> AIM OF THE EXERCISE
Exactly as written, retype all of the records that come next.

─── EXERCISE INPUT ───

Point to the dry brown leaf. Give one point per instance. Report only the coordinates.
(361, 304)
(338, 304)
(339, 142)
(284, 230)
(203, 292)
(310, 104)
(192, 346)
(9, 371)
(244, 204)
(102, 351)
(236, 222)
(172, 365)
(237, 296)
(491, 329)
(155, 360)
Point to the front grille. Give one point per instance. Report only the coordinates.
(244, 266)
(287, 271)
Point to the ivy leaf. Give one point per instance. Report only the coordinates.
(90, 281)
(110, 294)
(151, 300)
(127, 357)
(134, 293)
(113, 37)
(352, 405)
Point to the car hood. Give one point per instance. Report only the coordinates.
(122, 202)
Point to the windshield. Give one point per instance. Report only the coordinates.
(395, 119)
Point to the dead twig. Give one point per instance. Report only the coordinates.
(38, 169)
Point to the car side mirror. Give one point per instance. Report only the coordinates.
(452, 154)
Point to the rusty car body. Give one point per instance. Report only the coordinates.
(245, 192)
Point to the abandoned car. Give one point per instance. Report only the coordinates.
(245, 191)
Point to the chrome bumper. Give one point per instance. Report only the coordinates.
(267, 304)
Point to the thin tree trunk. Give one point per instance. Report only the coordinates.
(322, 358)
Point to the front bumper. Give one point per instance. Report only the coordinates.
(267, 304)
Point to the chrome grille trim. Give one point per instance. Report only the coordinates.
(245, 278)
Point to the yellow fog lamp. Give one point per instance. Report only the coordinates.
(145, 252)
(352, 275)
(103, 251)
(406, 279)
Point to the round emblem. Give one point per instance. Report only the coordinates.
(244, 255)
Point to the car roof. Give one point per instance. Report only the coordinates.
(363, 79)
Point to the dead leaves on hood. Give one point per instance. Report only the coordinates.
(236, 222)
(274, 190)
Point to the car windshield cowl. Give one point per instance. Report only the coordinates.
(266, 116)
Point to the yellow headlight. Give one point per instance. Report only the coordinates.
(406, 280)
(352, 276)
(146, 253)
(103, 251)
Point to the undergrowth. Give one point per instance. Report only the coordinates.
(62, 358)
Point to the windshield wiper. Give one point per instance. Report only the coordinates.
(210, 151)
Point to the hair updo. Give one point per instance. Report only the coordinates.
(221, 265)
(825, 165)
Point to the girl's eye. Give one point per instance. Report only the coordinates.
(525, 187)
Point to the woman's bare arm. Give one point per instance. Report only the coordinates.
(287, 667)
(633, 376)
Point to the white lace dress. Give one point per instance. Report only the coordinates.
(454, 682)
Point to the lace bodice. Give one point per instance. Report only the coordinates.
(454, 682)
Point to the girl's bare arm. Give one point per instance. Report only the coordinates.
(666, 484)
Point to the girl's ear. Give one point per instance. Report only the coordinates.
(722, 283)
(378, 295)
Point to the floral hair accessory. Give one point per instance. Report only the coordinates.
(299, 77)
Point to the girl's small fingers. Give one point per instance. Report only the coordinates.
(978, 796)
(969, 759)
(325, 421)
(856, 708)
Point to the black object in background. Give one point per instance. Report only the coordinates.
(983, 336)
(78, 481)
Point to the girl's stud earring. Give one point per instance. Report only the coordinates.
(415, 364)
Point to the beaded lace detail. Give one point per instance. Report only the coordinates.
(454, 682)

───

> PROBLEM SOLUTION
Point to the dry brown leaf. Give one point per instance. Report only the coordinates.
(361, 304)
(338, 304)
(339, 142)
(284, 230)
(203, 292)
(310, 104)
(192, 346)
(9, 371)
(244, 204)
(102, 351)
(236, 222)
(172, 365)
(237, 296)
(491, 329)
(155, 360)
Point to the front grille. Give one point per instance. Report only the coordinates.
(244, 266)
(287, 271)
Point to the ivy leaf. Give one point per instance. Report only the coordinates.
(90, 281)
(110, 294)
(151, 300)
(127, 357)
(134, 293)
(113, 37)
(352, 405)
Point to the car hood. Give one point per instance. Report only the coordinates.
(122, 202)
Point to the windshield. Give one point per instance. Report only the coordinates.
(395, 119)
Point to the dead twig. Give one point per instance. Report only the coordinates.
(38, 169)
Point to the car side mirror. Give one point per instance. Report only the coordinates.
(452, 154)
Point to the rusty car body. Give one point per instance. Report only the coordinates.
(245, 192)
Point to the abandoned car. Give one point per instance. Report only the coordinates.
(245, 191)
Point to the chrome bumper. Give one point per instance. Report only the coordinates.
(267, 304)
Point to the thin tree trunk. Give one point per instance. Report only the coordinates.
(322, 358)
Point to the front bumper. Give one point per instance. Report only the coordinates.
(267, 304)
Point to the chrome grille trim. Give one point per instance. Report only the coordinates.
(245, 278)
Point to the yellow fog lamp. Give one point per instance. Report only the coordinates.
(145, 252)
(352, 275)
(103, 251)
(406, 279)
Point to the round emblem. Give one point per instance. Report only the coordinates.
(244, 255)
Point to the car roof. Give one point per instance. Report only the coordinates.
(363, 79)
Point to the dead leaves on hood. Give one point per instance. Report only the coordinates.
(236, 222)
(274, 190)
Point to the car windshield cowl. Give one point per instance. Report only the coordinates.
(266, 116)
Point to the yellow headlight. Give one point per instance. Report only the coordinates.
(406, 280)
(352, 276)
(146, 253)
(103, 251)
Point to the undergrowth. Give one point per instance. Report only the coordinates.
(62, 358)
Point to the windshield wiper. Give one point per instance. Report only the coordinates.
(210, 151)
Point to the hair updo. Give one point per instance. Report only the coordinates.
(221, 265)
(825, 165)
Point to the girl's eye. Give one point per instance. Report only the coordinates.
(525, 187)
Point to the woman's bare arm. Give one point per instance. Report only the coordinates.
(287, 667)
(633, 376)
Point to the white lace dress. Give one point per instance. Report only the coordinates.
(454, 682)
Point to the lace bodice. Give one point per instance. Report only the coordinates.
(454, 682)
Point to the girl's bare arm. Give one point per instance. Report only the coordinates.
(666, 484)
Point to the girl's ear. Give one point per instance. Report only the coordinates.
(722, 283)
(378, 295)
Point to the floral hair accessory. Give one point per instance. Report only the coordinates.
(299, 77)
Point to the girl's small fingers. Give one point per instance. Report only the coordinates.
(978, 796)
(969, 759)
(325, 421)
(856, 708)
Point to the black object in background. Give one point per instance. Report only the coordinates.
(983, 336)
(78, 481)
Point to the girl's stud earring. Give one point per instance. Report only the coordinates.
(415, 364)
Point to the beaded lace detail. Give one point per instance. Report only the coordinates.
(454, 682)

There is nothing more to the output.